Point localization data
^^^^

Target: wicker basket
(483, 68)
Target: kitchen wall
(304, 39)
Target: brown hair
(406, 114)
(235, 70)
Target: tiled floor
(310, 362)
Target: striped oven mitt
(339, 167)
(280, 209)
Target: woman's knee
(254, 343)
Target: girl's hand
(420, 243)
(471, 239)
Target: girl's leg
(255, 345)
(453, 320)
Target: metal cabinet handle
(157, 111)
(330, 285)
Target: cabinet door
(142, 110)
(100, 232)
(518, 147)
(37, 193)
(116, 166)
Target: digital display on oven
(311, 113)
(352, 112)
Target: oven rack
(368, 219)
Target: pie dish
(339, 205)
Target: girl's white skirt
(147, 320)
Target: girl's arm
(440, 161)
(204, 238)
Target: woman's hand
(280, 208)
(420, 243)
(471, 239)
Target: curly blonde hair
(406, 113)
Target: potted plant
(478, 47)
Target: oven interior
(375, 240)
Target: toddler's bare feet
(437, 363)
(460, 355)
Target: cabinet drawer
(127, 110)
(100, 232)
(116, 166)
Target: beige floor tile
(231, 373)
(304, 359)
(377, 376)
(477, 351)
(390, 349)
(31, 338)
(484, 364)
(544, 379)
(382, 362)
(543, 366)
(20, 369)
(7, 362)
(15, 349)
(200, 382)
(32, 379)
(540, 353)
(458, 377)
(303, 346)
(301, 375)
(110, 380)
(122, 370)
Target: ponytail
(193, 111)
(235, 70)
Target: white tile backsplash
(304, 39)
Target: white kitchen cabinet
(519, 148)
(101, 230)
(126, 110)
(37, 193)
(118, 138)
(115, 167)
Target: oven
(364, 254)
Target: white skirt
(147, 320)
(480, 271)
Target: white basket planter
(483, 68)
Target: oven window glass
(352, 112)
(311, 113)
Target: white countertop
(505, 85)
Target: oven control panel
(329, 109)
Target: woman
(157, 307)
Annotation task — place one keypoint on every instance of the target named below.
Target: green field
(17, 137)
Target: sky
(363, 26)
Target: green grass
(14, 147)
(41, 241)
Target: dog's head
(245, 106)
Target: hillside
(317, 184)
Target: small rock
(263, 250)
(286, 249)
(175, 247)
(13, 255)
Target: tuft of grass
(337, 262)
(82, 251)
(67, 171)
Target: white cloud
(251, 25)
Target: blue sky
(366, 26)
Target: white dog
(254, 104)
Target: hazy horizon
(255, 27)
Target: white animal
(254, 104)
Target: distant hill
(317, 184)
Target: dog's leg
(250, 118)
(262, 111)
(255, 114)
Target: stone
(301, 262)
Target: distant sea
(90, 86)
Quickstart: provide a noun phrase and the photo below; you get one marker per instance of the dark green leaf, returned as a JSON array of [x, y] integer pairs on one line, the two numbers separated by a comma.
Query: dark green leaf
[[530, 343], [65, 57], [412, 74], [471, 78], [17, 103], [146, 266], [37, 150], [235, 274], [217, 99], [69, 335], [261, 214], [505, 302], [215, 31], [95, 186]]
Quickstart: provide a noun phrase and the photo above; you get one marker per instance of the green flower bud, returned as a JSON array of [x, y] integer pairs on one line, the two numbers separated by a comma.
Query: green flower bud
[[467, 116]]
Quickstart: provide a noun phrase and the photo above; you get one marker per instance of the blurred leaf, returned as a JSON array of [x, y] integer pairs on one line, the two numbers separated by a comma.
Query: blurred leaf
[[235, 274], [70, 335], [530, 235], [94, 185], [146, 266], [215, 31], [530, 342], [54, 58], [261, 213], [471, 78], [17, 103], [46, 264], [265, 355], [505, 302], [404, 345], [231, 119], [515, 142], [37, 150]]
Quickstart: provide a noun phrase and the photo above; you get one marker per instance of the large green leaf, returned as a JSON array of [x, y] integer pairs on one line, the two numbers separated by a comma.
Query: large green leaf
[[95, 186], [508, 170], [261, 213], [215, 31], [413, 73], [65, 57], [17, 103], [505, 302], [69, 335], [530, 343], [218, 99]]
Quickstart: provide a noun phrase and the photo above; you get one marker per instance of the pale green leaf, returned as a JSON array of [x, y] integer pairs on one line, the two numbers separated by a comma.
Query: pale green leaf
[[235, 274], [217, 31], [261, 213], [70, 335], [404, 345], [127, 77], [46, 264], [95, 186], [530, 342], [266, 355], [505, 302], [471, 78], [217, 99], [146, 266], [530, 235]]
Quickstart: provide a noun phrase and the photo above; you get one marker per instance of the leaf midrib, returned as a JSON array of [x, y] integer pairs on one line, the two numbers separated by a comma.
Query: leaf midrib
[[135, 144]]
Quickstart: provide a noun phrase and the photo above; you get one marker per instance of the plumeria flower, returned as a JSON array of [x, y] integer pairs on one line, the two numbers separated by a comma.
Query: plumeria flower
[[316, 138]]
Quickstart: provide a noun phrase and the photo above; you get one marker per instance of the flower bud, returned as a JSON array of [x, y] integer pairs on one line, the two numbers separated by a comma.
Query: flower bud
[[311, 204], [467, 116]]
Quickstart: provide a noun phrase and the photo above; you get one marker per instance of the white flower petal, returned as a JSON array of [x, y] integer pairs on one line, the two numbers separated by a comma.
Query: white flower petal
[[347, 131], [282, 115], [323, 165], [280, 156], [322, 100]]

^^^^

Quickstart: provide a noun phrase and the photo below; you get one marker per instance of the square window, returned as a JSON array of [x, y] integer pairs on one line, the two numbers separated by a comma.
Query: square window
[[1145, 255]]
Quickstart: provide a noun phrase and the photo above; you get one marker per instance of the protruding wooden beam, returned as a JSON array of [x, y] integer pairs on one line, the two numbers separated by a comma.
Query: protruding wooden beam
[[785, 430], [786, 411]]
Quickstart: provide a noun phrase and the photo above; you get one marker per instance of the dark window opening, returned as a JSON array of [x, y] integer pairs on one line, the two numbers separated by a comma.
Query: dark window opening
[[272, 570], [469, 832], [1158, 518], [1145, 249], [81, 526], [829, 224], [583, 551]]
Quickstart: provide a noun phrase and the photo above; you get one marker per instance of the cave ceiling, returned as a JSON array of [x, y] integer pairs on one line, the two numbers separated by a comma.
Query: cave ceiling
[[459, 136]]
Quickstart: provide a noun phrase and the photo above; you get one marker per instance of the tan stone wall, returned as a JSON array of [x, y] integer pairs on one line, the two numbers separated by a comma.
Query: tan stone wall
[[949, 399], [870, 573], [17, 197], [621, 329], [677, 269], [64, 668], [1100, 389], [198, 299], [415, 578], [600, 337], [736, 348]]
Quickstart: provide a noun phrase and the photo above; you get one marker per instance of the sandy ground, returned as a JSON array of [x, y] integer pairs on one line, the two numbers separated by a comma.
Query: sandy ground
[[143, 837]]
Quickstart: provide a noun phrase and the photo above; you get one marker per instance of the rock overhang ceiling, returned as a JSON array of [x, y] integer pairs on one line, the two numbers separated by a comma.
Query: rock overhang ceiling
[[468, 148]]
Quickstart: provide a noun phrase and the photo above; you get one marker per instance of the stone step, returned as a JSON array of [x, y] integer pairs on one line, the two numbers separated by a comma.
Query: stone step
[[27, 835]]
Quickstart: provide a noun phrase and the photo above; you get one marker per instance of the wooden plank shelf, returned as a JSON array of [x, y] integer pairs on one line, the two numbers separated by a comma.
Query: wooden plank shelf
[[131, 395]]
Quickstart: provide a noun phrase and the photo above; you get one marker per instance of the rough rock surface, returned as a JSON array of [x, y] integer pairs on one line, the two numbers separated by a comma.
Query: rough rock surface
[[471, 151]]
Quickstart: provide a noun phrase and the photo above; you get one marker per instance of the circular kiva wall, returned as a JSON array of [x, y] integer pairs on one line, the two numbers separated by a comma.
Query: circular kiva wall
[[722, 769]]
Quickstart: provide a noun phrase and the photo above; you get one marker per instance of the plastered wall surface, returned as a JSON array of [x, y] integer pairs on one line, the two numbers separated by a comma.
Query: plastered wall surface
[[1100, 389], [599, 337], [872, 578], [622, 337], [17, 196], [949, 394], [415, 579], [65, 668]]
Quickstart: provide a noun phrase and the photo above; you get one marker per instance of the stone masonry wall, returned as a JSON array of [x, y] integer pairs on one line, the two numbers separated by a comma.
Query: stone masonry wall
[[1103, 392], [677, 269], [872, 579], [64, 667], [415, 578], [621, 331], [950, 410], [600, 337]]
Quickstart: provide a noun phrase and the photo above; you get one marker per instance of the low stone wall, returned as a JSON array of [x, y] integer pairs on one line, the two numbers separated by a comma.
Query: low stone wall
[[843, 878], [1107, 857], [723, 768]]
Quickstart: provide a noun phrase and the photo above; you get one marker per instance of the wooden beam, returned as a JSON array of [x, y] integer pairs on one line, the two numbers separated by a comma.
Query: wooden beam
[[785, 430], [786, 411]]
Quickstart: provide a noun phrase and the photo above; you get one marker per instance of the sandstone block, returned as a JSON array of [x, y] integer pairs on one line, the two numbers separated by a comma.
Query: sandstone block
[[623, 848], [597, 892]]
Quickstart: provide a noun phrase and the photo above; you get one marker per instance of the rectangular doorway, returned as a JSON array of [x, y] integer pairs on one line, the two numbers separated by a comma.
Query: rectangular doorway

^^^^

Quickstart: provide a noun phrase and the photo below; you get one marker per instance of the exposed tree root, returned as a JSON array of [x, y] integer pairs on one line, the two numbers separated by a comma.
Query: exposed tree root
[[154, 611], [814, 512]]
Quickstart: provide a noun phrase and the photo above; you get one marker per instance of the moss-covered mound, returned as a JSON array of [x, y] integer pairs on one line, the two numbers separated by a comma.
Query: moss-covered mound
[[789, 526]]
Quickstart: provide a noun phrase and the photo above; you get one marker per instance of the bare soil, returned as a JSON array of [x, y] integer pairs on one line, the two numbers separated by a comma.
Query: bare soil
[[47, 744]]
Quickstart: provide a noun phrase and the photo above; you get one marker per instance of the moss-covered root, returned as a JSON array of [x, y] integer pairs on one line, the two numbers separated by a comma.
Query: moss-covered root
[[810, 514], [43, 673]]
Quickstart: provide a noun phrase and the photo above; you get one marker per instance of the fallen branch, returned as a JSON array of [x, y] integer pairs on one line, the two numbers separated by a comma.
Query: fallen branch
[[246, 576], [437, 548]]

^^^^

» **YOUR INSTRUCTIONS**:
What lines in the data hold the word "rectangular"? Return them.

» **WRITTEN SOLUTION**:
Quickstart: provide a noun phrase and the photo above; you get one marker per instance of the rectangular doorway, returned as a JSON array of [x, y] integer pairs on one line, the two numbers separated by a comma.
Query: rectangular doorway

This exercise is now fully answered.